WHAT THE TASK ASKS: Filter the items below, keeping every line that contains the string "bowl". Case counts.

Stored data entries:
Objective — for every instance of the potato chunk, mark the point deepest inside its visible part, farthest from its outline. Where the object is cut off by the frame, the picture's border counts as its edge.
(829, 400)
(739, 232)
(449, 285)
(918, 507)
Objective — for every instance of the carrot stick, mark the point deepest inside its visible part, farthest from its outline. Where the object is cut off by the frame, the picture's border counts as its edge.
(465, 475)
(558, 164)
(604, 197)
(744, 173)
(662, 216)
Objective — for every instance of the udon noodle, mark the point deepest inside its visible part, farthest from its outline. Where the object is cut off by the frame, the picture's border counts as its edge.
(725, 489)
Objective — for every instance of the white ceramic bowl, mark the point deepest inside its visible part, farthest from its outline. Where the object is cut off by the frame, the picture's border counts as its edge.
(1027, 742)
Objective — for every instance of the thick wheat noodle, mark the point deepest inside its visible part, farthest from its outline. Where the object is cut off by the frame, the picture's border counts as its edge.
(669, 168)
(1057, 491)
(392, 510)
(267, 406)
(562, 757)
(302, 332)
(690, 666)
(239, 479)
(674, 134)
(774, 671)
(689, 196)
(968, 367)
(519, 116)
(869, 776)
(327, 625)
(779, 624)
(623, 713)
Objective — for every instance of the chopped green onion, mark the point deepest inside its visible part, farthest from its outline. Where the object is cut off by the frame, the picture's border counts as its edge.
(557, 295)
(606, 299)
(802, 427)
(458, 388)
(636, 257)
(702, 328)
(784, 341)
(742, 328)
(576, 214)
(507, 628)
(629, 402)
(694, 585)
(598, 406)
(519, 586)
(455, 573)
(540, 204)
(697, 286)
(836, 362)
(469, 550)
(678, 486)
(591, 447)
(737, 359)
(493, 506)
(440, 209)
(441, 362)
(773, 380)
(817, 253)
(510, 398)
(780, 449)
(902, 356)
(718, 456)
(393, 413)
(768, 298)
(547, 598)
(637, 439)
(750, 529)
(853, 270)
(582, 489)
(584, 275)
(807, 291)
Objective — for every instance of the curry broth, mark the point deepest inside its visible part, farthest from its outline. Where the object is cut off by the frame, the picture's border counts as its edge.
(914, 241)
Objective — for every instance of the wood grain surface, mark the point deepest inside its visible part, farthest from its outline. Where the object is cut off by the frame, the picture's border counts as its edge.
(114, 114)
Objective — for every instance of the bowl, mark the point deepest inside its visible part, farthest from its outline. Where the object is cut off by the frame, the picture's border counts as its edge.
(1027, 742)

...

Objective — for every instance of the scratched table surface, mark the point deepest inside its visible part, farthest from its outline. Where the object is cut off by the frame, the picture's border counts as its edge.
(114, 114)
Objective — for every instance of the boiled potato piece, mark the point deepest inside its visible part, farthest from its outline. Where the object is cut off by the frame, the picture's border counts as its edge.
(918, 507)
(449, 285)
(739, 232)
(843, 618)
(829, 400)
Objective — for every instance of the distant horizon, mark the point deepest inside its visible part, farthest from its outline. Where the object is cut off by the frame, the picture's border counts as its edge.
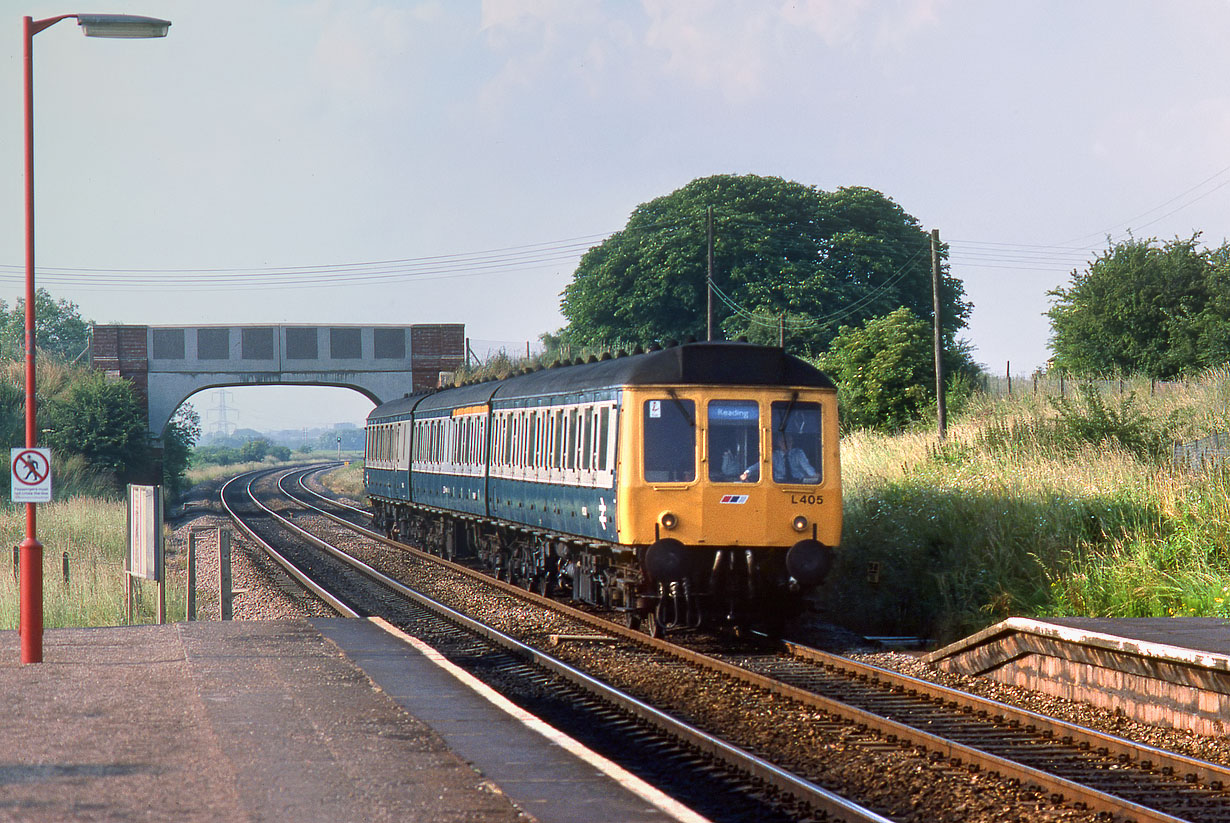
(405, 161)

TASK RESULT:
Objective — for every instance of the white ceramic bowl, mark the point deepest inside its visible part, farthest from its outline. Where the object is cut off by the frame, the picture's border counts as its edge.
Objective — for every instance of the bowl, mark the point deepest inside its visible part, farthest from its outline. Where the object is cut off by the frame, the picture's border counts as its edge.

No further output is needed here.